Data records
=== Section Start ===

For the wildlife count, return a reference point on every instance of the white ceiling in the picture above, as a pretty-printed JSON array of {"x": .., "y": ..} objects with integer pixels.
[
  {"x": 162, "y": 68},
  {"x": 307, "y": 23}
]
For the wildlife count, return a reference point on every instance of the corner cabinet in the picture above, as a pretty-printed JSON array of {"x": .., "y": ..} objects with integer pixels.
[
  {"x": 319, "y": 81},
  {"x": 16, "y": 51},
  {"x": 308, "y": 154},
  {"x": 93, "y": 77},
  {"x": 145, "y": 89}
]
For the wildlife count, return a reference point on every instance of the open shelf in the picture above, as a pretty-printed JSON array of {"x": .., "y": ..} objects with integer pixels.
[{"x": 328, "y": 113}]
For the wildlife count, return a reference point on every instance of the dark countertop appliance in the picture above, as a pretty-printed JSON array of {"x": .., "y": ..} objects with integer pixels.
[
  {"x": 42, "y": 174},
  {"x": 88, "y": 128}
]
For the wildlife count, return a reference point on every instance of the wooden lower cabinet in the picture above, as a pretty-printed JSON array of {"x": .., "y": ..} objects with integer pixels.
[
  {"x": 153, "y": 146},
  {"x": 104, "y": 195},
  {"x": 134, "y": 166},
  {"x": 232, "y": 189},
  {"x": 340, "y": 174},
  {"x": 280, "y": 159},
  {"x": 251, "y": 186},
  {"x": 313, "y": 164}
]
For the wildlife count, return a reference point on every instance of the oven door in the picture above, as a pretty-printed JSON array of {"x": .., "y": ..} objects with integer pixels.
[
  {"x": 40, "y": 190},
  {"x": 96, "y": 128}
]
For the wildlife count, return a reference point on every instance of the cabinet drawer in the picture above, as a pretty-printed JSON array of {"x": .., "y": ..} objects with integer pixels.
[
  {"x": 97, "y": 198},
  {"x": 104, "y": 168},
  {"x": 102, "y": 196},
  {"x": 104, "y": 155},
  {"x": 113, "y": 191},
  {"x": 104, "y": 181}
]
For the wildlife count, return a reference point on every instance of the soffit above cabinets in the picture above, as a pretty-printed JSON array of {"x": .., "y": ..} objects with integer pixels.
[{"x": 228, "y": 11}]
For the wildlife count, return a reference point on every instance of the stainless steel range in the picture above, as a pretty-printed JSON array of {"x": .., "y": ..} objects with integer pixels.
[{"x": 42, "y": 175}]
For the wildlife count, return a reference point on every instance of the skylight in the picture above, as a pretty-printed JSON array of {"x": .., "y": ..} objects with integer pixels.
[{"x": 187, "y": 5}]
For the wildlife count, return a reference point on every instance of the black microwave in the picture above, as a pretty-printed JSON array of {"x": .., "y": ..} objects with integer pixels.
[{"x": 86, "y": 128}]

=== Section End ===
=== Section Start ===

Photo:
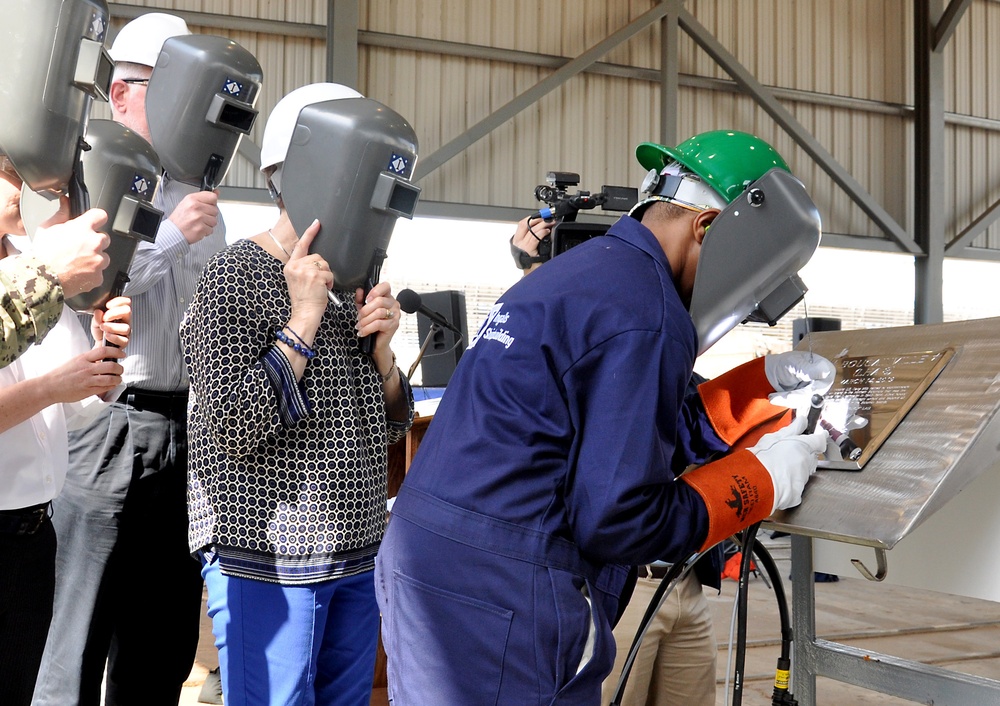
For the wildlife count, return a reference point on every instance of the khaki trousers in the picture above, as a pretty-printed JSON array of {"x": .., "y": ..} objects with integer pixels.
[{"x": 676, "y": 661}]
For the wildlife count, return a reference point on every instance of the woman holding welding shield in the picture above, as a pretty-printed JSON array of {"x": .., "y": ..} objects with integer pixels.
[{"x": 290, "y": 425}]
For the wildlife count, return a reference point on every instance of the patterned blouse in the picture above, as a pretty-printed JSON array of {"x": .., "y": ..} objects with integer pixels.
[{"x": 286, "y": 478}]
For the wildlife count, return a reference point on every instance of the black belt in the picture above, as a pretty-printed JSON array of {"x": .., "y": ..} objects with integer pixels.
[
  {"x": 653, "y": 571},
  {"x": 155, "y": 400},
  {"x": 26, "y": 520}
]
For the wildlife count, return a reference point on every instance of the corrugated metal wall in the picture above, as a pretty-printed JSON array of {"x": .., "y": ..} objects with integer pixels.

=== Section End ===

* [Task statement]:
Would you output, from the records above, exactly the run of lines that starts at the line containing "of the patterned" and ends at the line containing "of the corrugated", and only that run?

* [Written response]:
For the wildlife count, return a reference point on every instance of the patterned blouse in the picture above, as a pretty-printed JSON array of {"x": .., "y": ..} objects with integer pixels.
[{"x": 286, "y": 478}]
For the wildlife count, return a reference point on every instance of the black belt in the picture above, as a pretty-printed JSON array of {"x": .., "y": ..} objects with integer pixels.
[
  {"x": 653, "y": 571},
  {"x": 155, "y": 400},
  {"x": 26, "y": 520}
]
For the wildlife count, return a reference point on every instance of the corrugated metal wall in the picture above, as a pretty-printed JSON array of {"x": .., "y": ..} objects with integer pixels.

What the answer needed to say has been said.